Task details:
Count the lines in the entries below that contain the word "cake", and reply with only that number.

Dataset records:
******

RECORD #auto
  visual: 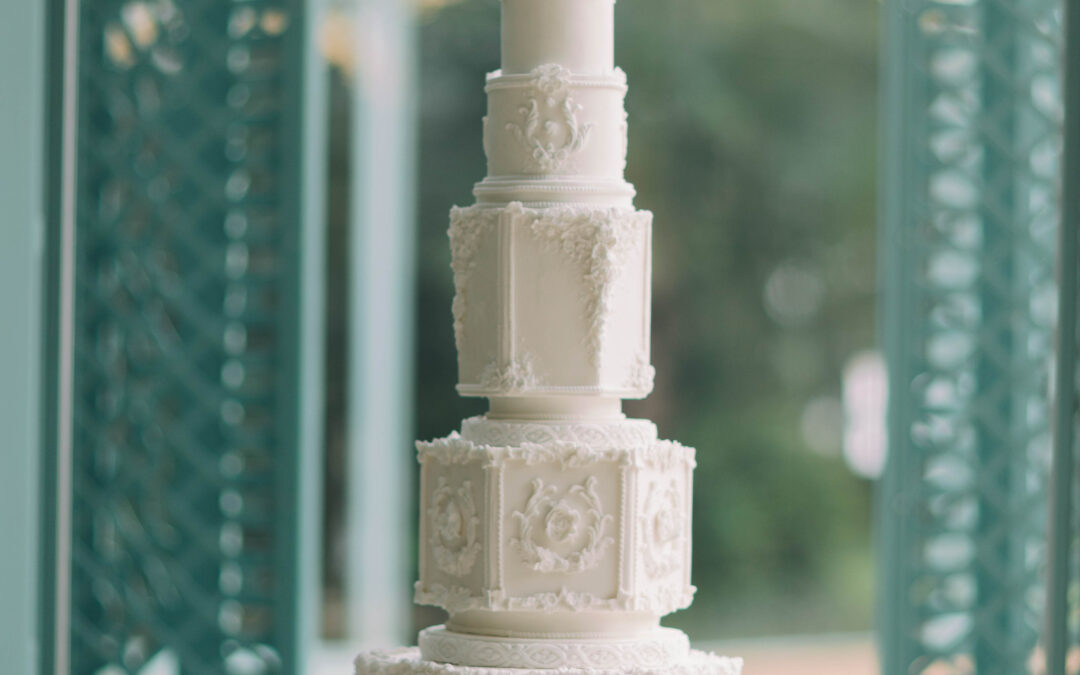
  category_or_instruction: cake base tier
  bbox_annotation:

******

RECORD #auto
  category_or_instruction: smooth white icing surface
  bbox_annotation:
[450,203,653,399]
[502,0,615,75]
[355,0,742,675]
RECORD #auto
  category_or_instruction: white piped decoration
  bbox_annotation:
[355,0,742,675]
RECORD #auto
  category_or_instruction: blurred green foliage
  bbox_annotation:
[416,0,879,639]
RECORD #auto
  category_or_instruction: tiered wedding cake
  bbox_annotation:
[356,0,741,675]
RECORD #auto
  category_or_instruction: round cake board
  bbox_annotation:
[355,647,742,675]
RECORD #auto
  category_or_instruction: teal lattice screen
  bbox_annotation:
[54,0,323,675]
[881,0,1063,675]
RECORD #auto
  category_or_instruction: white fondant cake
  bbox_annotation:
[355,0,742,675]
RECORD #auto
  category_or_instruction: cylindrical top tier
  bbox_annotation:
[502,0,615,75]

******

Exercise answer:
4